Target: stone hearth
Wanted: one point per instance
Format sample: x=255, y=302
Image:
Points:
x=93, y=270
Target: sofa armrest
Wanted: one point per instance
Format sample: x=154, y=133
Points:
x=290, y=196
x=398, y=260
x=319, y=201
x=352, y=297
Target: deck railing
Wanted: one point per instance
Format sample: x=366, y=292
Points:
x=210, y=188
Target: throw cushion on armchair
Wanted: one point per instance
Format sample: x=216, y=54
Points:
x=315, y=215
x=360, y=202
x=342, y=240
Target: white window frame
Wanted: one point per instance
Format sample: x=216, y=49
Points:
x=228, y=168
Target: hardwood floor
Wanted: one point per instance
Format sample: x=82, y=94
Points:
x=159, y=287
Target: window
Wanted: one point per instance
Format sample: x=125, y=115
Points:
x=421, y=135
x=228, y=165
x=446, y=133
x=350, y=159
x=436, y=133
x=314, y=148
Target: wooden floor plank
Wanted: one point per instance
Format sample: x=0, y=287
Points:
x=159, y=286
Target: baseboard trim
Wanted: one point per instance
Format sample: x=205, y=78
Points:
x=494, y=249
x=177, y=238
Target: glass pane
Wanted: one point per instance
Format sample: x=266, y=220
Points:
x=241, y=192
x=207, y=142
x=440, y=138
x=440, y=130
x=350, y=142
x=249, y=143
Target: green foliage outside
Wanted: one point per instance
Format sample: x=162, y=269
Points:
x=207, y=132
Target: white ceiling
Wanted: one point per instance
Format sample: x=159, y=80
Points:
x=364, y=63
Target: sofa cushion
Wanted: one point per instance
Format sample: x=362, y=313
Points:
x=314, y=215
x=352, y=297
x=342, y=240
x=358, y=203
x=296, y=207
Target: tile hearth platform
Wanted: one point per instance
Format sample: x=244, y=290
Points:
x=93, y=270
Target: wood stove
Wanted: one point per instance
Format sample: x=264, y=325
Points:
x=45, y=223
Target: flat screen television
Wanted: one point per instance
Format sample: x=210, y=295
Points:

Work to be completed:
Which lines in the material contain the word "cushion"? Pull each of them out.

Expected output:
Target: throw cushion on armchair
Target: sofa cushion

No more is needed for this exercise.